> [Objective]
Repeat the part of the items that opens with the line containing "Where can the curved" and runs through the end of the items, substituting "musk ox" for "muskox" and leaving everything else unchanged. Omit the pictures.

++++ Records to use

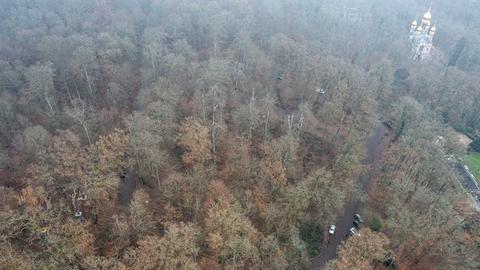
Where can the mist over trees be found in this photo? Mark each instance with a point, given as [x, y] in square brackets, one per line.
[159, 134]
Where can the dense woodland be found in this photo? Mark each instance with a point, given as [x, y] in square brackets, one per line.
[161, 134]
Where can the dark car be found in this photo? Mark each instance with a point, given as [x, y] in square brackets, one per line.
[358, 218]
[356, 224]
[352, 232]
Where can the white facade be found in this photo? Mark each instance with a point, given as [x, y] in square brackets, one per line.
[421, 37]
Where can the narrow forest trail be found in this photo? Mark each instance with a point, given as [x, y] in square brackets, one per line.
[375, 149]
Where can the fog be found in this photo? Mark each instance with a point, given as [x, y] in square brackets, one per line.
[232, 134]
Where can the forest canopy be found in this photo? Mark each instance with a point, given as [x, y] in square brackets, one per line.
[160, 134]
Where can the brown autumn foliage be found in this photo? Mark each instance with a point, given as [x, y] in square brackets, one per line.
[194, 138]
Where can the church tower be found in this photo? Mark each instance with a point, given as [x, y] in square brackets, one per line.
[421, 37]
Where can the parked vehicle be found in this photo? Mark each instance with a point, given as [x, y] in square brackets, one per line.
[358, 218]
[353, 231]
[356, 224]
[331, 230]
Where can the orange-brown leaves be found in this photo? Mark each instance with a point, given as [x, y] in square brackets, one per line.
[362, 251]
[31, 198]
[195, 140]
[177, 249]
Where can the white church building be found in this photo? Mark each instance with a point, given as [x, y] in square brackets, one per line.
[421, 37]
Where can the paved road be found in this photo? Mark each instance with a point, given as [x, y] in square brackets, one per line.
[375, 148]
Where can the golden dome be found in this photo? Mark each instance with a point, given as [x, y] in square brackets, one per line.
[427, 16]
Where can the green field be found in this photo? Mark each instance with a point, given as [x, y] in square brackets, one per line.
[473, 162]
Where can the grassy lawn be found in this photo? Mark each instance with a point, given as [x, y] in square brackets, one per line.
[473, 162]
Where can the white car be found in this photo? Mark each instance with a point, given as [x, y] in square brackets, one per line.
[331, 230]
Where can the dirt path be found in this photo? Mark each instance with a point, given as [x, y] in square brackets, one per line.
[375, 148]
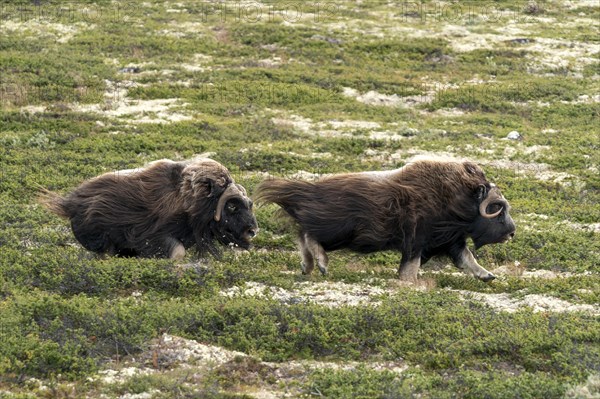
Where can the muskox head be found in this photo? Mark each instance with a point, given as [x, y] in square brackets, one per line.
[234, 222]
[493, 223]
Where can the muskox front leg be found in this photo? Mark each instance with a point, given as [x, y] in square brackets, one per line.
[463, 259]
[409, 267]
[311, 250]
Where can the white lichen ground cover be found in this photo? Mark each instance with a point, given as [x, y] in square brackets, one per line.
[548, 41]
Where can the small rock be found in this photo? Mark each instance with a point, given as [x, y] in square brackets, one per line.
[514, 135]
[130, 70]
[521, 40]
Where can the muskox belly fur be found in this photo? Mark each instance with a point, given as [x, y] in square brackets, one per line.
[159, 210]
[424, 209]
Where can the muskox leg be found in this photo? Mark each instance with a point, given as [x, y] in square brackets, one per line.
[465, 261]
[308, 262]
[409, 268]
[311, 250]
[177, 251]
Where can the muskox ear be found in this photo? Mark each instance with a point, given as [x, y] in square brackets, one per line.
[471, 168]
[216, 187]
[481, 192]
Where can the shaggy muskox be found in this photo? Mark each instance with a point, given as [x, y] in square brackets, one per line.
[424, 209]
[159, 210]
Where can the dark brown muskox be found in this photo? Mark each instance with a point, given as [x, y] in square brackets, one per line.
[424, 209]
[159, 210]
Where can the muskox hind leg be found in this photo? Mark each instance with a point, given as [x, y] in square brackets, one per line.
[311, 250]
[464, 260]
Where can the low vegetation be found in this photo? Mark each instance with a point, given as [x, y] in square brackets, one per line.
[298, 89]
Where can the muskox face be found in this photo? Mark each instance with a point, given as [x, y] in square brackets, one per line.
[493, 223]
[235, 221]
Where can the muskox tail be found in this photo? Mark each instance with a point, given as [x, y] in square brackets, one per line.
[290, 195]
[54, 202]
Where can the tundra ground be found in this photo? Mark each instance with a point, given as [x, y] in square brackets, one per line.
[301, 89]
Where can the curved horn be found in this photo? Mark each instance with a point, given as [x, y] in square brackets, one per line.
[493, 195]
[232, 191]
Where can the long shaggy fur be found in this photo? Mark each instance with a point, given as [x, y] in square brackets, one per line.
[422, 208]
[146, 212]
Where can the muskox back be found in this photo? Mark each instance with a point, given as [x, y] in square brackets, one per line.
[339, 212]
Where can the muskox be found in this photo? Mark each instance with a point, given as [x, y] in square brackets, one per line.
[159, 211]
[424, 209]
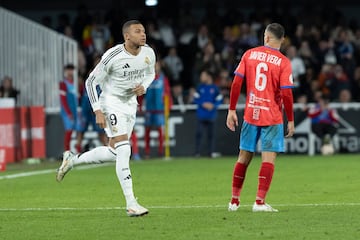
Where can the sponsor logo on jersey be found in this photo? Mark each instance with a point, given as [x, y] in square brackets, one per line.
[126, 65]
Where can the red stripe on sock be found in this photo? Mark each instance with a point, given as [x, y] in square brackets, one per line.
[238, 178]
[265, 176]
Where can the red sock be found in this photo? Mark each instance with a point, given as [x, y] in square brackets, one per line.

++++++++

> [Final result]
Where can the curved horn be found in this photo? Mark each instance with a point, given as [x, y] in square brackets, one per line.
[493, 195]
[232, 191]
Where can the long shaggy fur be found in this photo? Mark each instance with a point, given as [x, y] in square brackets, one per line.
[422, 208]
[146, 212]
Where can the musk ox back be found in this photo? Mark each instance with a point, given as [x, y] in square brackets, one per line.
[339, 212]
Where can the musk ox be found in this photo? Mark each instance with a point, given as [x, y] in square brackets, one per line.
[159, 211]
[424, 209]
Where can the sponsor logo on jersey be found in this photo? Mark each instance with a point, given as [x, y] in square brackets, one per line.
[126, 65]
Where can the red stripe on sock be found in this photo? Mark each instance with a point, given as [x, y] in square brackets, one per line.
[238, 178]
[265, 176]
Where can the red sock be found in this photo? Mark each instance with a point, given as [x, y] in square brackets, one per line.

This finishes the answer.